● **What to produce**
Report every line below that carries the word "white".

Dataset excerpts
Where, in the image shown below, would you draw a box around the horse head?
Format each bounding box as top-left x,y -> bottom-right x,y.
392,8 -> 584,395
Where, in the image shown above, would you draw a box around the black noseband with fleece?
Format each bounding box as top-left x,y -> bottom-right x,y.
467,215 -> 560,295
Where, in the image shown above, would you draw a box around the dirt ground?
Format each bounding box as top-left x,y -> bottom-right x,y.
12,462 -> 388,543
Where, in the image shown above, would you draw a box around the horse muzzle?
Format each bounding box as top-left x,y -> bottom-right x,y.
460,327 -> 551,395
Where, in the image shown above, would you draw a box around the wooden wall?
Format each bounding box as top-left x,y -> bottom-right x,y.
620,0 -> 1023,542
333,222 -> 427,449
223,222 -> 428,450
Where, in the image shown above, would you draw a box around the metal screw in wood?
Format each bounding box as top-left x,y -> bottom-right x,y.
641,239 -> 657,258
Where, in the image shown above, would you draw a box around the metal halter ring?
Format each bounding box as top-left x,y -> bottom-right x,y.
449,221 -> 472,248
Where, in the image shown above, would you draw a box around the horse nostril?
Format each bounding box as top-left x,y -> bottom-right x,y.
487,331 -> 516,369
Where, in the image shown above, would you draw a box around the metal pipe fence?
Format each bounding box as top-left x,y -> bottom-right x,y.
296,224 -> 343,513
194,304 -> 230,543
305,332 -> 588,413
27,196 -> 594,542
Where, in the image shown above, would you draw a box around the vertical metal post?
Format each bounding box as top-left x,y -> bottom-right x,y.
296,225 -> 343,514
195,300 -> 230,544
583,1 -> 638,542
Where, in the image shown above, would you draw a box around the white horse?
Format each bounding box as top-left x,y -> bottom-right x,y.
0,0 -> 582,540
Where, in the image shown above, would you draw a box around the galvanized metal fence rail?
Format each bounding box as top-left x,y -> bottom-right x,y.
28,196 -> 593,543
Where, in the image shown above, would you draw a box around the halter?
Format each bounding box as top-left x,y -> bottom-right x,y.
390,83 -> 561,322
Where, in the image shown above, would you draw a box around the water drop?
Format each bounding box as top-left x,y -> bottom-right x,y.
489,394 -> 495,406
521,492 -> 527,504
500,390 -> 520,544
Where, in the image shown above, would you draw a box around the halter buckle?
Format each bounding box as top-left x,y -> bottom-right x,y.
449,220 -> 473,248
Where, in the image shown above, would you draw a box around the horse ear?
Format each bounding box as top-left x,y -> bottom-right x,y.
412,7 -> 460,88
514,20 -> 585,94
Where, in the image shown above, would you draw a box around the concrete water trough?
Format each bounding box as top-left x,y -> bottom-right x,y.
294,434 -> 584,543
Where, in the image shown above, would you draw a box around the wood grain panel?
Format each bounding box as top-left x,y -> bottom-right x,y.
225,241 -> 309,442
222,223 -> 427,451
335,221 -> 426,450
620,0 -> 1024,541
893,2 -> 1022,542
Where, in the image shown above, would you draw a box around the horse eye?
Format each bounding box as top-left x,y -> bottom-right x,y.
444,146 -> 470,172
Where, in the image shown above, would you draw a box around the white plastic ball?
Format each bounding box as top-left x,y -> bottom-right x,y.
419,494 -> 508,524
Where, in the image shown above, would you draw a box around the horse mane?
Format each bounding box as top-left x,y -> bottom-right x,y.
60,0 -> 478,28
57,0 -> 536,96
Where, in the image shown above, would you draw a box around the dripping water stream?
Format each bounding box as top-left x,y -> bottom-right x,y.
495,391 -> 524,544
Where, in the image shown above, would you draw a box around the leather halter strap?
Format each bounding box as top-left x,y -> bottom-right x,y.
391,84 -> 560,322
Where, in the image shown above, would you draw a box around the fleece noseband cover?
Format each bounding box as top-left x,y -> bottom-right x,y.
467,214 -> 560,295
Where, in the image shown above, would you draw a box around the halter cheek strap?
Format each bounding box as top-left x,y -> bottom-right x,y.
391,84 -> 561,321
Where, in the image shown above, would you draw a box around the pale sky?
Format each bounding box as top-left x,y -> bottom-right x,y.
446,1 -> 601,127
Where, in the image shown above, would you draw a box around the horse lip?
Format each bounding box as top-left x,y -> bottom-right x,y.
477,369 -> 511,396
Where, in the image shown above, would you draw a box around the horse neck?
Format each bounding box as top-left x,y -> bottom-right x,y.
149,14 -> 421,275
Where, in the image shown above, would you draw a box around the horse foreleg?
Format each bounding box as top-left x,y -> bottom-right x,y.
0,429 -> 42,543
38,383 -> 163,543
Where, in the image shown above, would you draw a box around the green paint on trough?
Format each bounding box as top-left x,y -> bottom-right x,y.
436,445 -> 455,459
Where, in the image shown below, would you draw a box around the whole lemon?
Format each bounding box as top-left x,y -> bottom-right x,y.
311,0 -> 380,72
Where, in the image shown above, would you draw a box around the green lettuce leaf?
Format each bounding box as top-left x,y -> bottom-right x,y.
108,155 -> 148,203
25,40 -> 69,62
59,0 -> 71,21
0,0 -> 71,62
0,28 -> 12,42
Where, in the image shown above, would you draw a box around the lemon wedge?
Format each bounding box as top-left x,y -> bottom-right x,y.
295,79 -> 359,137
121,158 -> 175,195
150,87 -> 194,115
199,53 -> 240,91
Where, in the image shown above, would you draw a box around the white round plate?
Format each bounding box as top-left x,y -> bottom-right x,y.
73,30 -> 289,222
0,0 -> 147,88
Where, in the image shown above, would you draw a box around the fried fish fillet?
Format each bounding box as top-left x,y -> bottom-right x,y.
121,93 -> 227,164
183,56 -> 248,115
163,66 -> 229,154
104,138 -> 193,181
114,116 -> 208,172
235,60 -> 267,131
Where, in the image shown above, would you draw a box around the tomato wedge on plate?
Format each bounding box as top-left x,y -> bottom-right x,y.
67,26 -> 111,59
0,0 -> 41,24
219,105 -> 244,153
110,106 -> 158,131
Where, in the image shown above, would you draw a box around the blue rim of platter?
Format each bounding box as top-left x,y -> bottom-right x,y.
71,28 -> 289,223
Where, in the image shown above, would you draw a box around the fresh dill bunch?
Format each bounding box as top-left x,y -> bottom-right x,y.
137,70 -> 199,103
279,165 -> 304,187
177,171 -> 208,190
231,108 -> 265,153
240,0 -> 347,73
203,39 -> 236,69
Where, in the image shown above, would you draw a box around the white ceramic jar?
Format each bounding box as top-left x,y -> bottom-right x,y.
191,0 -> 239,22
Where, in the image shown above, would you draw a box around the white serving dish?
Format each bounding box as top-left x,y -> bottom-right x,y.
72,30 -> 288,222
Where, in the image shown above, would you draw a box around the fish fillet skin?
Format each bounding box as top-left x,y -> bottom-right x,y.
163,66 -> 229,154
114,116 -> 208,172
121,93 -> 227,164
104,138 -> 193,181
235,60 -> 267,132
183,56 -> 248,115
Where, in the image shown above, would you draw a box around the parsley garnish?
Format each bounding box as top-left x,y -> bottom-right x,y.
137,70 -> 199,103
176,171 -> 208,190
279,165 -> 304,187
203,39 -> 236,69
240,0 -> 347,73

● **Response area**
Where, in the image shown above, would you draw a box around the white horse?
Where, in the image shown above, would you draw a box around the white plastic ball?
Where, in the image shown above, would you draw a box around the white round plate?
Where, in the image shown above, would you draw a box around the white ceramic jar?
Where, in the image shown above, would you draw a box around the white serving dish?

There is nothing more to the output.